## Begin

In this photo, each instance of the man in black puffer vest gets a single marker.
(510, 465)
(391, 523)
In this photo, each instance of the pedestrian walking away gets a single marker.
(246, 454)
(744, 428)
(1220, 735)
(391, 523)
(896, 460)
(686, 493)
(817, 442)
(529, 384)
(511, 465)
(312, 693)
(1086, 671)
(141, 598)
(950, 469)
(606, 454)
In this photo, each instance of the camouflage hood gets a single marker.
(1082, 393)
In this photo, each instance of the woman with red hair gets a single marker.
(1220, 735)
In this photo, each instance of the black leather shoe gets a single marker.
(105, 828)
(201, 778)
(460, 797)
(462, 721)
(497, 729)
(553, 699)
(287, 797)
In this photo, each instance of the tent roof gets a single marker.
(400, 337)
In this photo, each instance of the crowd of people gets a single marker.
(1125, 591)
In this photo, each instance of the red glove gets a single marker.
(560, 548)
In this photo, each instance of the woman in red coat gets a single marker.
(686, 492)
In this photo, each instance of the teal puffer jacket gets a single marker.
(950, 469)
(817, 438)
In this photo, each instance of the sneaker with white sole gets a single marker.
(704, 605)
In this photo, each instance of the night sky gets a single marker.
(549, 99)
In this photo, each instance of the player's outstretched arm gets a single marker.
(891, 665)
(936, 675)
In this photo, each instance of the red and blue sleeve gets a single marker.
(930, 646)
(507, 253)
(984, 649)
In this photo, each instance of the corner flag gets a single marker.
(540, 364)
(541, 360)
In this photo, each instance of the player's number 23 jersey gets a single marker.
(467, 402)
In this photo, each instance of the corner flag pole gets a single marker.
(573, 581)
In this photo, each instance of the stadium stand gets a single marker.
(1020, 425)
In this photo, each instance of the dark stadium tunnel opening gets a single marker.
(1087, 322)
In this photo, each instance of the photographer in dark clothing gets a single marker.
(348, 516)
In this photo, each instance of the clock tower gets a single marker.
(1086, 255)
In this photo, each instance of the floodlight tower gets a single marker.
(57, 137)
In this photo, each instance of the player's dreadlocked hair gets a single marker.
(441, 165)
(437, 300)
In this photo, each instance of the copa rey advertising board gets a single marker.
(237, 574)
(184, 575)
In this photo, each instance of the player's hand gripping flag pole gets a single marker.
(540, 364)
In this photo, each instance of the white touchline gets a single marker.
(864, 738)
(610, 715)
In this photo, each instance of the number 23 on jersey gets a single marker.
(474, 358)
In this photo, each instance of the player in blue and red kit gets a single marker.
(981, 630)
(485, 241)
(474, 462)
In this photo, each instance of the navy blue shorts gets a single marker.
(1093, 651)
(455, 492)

## End

### [EXERCISE DESCRIPTION]
Print all of the records above again, word for word and in their original order.

### [RESULT OF THIS EXERCISE]
In this photo, each instance of the man in black puffer vest gets a single marker.
(510, 465)
(391, 523)
In this photo, each instance of the pedestrian walking away gets a single marker.
(246, 454)
(744, 428)
(1220, 735)
(391, 523)
(896, 460)
(686, 493)
(817, 442)
(529, 384)
(511, 465)
(312, 693)
(1086, 671)
(141, 598)
(950, 469)
(606, 454)
In this photo, each instance of the camouflage hood gets a single marker.
(1082, 393)
In this photo, each instance of the woman with red hair gets a single marker.
(1220, 735)
In this photo, each instance of the black leather shoe gets a single marker.
(105, 828)
(201, 778)
(460, 797)
(462, 721)
(497, 729)
(553, 699)
(287, 797)
In this photo, each instance of the tent roof gets a single marker.
(400, 337)
In this photo, each instance of the crowd of people gets a single marker.
(1125, 591)
In this photo, each instance of the red glove gets a single marker.
(560, 548)
In this photo, each instance of the woman in red coat gets a single marker.
(686, 492)
In this photo, each instance of the teal puffer jacket gets a single marker.
(950, 469)
(817, 438)
In this photo, each instance of the sneaker with white sole gets a single marker.
(704, 605)
In this photo, each instance of the night sky gets a single marker.
(549, 99)
In this photo, each instance of the player's outstretched arm gets a single marker.
(891, 665)
(936, 675)
In this photo, each instance of the red and blue sleeve gets a single marker.
(930, 646)
(507, 253)
(984, 649)
In this photo, each instance of the corner flag gets a single marker.
(540, 364)
(541, 360)
In this photo, each instance of the player's number 23 jersey gets a single marker.
(467, 402)
In this photo, each instance of the corner flag pole gets a single marker.
(573, 581)
In this photo, each instance of the stadium stand gets a single marker.
(1020, 425)
In this photo, each instance of the dark stadium tunnel opening gets a single marker.
(1087, 322)
In this photo, each instance of the photographer in dark clothing gets a single marker.
(348, 516)
In this photo, each instance of the clock tower gets a single marker.
(1086, 255)
In this photo, each instance of the floodlight tower gets a single marker.
(57, 137)
In this photo, each instance of the player's dreadlocked hair gets a single marker.
(441, 165)
(437, 300)
In this photo, each instance of the copa rey advertising board gets a single marker.
(237, 574)
(184, 575)
In this photo, each instance of the player's hand gripping flag pole gets a single marker.
(540, 364)
In this photo, each instance of the white touchline gets a single marker.
(864, 738)
(610, 715)
In this photo, each instance of the number 23 on jersey gets a single marker.
(474, 358)
In this photo, each instance of the player in blue and red kit gets a single marker.
(981, 630)
(485, 241)
(474, 462)
In this photo, each instance of the navy blue shorts gets a single marker.
(1093, 651)
(455, 492)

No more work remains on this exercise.